THE REQUEST.
Put the listing below into a two-column CSV headed request and answer, with one row for each text-and-answer pair. Wrap each field in quotes and replace line breaks with spaces.

SOURCE DATA.
* Start *
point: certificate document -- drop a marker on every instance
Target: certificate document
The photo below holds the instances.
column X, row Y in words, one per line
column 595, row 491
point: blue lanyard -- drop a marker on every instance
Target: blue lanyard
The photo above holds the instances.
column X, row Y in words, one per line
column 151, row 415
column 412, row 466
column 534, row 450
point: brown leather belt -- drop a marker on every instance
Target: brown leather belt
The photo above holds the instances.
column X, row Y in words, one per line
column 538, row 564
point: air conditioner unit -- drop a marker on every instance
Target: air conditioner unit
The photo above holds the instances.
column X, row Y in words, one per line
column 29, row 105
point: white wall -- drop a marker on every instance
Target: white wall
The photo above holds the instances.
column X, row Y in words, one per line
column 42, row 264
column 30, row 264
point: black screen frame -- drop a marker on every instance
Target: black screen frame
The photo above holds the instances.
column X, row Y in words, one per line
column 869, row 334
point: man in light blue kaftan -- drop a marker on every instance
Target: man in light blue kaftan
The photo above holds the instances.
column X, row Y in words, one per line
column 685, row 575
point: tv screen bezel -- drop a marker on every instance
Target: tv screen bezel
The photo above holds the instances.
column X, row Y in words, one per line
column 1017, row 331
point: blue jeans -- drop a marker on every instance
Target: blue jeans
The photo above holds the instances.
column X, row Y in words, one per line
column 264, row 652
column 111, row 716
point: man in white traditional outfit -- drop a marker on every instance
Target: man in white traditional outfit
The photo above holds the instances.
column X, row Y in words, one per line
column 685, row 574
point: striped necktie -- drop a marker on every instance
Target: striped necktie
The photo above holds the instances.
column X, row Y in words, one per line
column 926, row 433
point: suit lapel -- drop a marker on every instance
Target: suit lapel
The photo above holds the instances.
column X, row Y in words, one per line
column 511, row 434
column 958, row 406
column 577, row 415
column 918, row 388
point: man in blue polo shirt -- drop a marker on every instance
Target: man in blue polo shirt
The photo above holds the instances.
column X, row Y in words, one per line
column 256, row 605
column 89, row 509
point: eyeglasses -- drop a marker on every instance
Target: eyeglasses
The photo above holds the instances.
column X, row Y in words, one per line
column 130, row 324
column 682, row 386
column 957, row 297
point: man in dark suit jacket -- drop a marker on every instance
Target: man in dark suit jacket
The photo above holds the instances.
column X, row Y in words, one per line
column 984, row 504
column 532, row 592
* End *
RESPONSE FOR THIS EXERCISE.
request,answer
"point: certificate document -- drop a marker on every instance Target: certificate document The photo below holds the instances. column X, row Y in words, one per line","column 595, row 491"
"point: blue lanyard -- drop a marker on every instance Target: blue lanyard The photo above holds the instances. column X, row Y in words, one per line","column 151, row 415 column 412, row 466 column 534, row 450"
"point: brown leather belt -- drop a marker on every instance Target: brown leather belt The photo above holds the instances. column X, row Y in words, one per line","column 538, row 564"
"point: air conditioner unit -- drop a marker on every instance Target: air conditioner unit The photo above holds the instances. column X, row Y in words, one per line","column 29, row 105"
"point: white wall -- drop a marker on every instance Target: white wall The photo above holds the instances. column X, row Y in words, one per line","column 42, row 264 column 30, row 264"
"point: black screen frame -- drop a marker on every instance Target: black screen frame The photo above holds the instances. column X, row Y in words, one per line","column 869, row 334"
"point: man in light blue kaftan -- drop a marker on every instance Target: man in light blue kaftan The photo above holds the instances. column X, row Y in words, one per line","column 685, row 575"
"point: tv screen bezel -- drop a marker on every instance Target: tv screen bezel The photo above holds the instances. column X, row Y in words, one per line","column 1017, row 331"
"point: blue jeans -- drop a marker on every instance Target: blue jeans The photo above holds the instances. column X, row Y in words, one per line","column 264, row 652 column 111, row 716"
"point: man in white traditional outfit -- drop a marker on every instance Target: man in white traditional outfit The photo above holds the instances. column X, row Y in words, one per line","column 685, row 574"
"point: striped necktie -- drop a marker on every instance Target: striped necktie The photo above holds the instances. column X, row Y in words, one per line","column 926, row 433"
"point: suit lapel -- drop a marker on every instance Target: suit lapel The photo above holds the instances. column X, row Y in words, one per line","column 511, row 434 column 958, row 406 column 577, row 415 column 918, row 388"
"point: man in blue polo shirt -- drop a marker on every instance Target: man in blue polo shirt The photo above holds the instances. column X, row Y in words, one per line","column 256, row 605 column 89, row 509"
"point: eyeglasses -- drop a marker on every instance Target: eyeglasses The photo above holds the instances. column X, row Y in words, one per line","column 130, row 324 column 682, row 386 column 957, row 297"
"point: man in dark suit jacket -- drop a marker on every instance Target: man in dark suit jacket The photo above holds the instances. column X, row Y in words, one per line","column 984, row 504 column 532, row 592"